▶ **What you are asked to do**
Please repeat, without alteration, the line containing "point_to marks one point per instance of the tree bark" and every line that follows it to the end of the entries below, and only those lines.

▶ **Data to use**
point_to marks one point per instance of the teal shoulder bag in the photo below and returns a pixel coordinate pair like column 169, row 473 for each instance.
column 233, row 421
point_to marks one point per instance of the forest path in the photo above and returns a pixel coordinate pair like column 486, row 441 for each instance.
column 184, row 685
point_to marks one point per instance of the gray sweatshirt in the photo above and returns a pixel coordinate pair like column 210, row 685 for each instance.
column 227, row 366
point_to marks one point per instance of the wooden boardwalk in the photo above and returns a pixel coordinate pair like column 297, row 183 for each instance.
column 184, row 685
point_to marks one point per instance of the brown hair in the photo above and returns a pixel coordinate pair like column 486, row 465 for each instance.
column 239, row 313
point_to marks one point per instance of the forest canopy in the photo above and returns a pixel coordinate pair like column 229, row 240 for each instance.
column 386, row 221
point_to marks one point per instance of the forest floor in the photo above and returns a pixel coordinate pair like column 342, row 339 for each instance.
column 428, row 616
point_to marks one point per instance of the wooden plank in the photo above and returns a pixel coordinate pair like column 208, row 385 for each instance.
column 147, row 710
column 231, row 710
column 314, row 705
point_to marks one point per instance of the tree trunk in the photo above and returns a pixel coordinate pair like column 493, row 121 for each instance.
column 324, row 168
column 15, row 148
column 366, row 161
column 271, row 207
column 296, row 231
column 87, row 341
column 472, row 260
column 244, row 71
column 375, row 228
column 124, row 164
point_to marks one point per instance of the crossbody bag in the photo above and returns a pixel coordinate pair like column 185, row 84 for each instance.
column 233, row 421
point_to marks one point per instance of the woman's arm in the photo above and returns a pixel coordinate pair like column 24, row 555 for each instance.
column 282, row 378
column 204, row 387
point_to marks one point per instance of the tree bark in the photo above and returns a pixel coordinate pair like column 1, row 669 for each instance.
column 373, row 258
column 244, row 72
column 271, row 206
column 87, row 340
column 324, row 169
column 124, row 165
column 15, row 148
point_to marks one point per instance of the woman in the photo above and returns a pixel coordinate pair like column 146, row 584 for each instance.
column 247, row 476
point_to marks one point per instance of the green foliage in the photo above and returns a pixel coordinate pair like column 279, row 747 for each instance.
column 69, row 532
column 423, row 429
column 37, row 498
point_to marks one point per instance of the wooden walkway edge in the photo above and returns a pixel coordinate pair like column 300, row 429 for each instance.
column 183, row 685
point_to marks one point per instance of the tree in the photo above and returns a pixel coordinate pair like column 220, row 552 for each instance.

▶ **Solution for this problem**
point_to marks one point per instance of the tree bark in the photo above and returns a pixel coordinate pair like column 1, row 669 for each instance.
column 373, row 258
column 244, row 72
column 271, row 206
column 87, row 340
column 324, row 169
column 124, row 165
column 15, row 148
point_to marks one point per instance of the woman in the photo above and returns a pixel coordinate pair like column 146, row 584 for each instance.
column 247, row 476
point_to marks one point per instance of the green foliage in the photo above and returns a pixel coordinate pair like column 279, row 747 for each instance.
column 69, row 532
column 423, row 429
column 37, row 498
point_to marks one point per instance of the wooden walkway edge in the photo above and returns a pixel coordinate pair like column 300, row 429 for each instance.
column 183, row 685
point_to marks one point per instance of the tree in the photo above and returns a pixel coordinate pair like column 220, row 552 for each instance.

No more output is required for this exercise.